Stated problem: Reproduce the Form 8-K filing starting with "Pre-commencement communications pursuant to Rule 13e-4(c)" and going on through "Act of 1934.", renaming "check mark" as "checkmark" wherever it occurs.

Given passage:
_____

SECURITIES AND EXCHANGE COMMISSION

Washington, D.C. 20549

 

FORM 8-K

 

CURRENT REPORT

 

Pursuant to Section 13 OR 15(d) of The Securities Exchange Act of 1934

 

Date of Report (Date of earliest event reported): April 24, 2018 (April 18, 2018)

 

1847 Holdings LLC

(Exact name of registrant as specified in its charter)

 

Delaware

 

 333-193821

 

38-3922937

(State or other jurisdiction of incorporation)

 

(Commission File Number)

 

(IRS Employer Identification No.)

 

590 Madison Avenue, 21st Floor

New York, NY 98001

(Address of principal executive offices)

 

(212) 521-4052

(Registrant’s telephone number, including area code)

 

Not Applicable

(Former name or former address, if changed since last report)

 

Check the appropriate box below if the Form 8-K filing is intended to simultaneously satisfy the filing obligation of the registrant under any of the following provisions:

 

o

Written communications pursuant to Rule 425 under the Securities Act (17 CFR 230.425)

 

o

Soliciting material pursuant to Rule 14a-12 under the Exchange Act (17 CFR 240.14a-12)

 

o

Pre-commencement communications pursuant to Rule 14d-2(b) under the Exchange Act (17 CFR 240.14d-2(b))

 

o

Pre-commencement communications pursuant to Rule 13e-4(c) under the Exchange Act (17 CFR 240.13e-4(c))

 

Indicate by check mark whether the registrant is an emerging growth company as defined in Rule 405 of the Securities Act of 1933 or Rule 12b-2 of the Securities Exchange Act of 1934.

Emerging Growth Company x

 

If an emerging growth company, indicate by check mark if the registrant has elected not to use the extended transition period for complying with any new or revised financial accounting standards provided pursuant to Section 13(a) of the Exchange Act. o

 

 
 
 
 

Item 1.01 Entry into a Material Definitive Agreement.

 

As previously reported, on March 3, 1847 Neese, Inc. (“1847 Neese”) a subsidiary of 1847 Holdings LLC (the “Company”), and Neese, Inc., an Iowa corporation (“Neese” and together with 1847 Neese, the “Lessee”) entered into a capital lease transaction with Utica Leaseco, LLC (the “Lessor”), pursuant to which, the Lessor loaned an aggregate of $3,240,000 for certain of Neese’s equipment listed therein, which it leases to the Lessee. The initial term of the master lease agreement (collectively with all riders and equipment schedules and other documentation executed in connection with the capital lease transaction, the “Master Lease Agreement”) was for 51 months. Under the Master Lease Agreement, the Lessee agreed to pay a monthly rent of $53,000 for the first three (3) months, with such amount increasing to $85,321.63 for the remaining forty-eight (48) months.

_____

Dataset excerpts:

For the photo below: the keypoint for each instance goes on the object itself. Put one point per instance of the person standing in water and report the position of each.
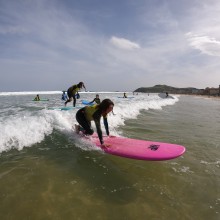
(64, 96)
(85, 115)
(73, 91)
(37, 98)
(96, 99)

_____

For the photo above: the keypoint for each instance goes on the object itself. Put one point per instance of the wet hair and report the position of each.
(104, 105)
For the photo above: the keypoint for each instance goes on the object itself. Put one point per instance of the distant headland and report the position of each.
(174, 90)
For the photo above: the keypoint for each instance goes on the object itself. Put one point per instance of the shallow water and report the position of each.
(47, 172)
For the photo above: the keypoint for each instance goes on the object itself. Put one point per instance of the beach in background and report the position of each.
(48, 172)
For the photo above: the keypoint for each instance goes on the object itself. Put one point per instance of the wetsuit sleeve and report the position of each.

_____

Result of this task:
Pre-commencement communications pursuant to Rule 13e-4(c) under the Exchange Act (17 CFR 240.13e-4(c))

 

Indicate by checkmark whether the registrant is an emerging growth company as defined in Rule 405 of the Securities Act of 1933 or Rule 12b-2 of the Securities Exchange Act of 1934.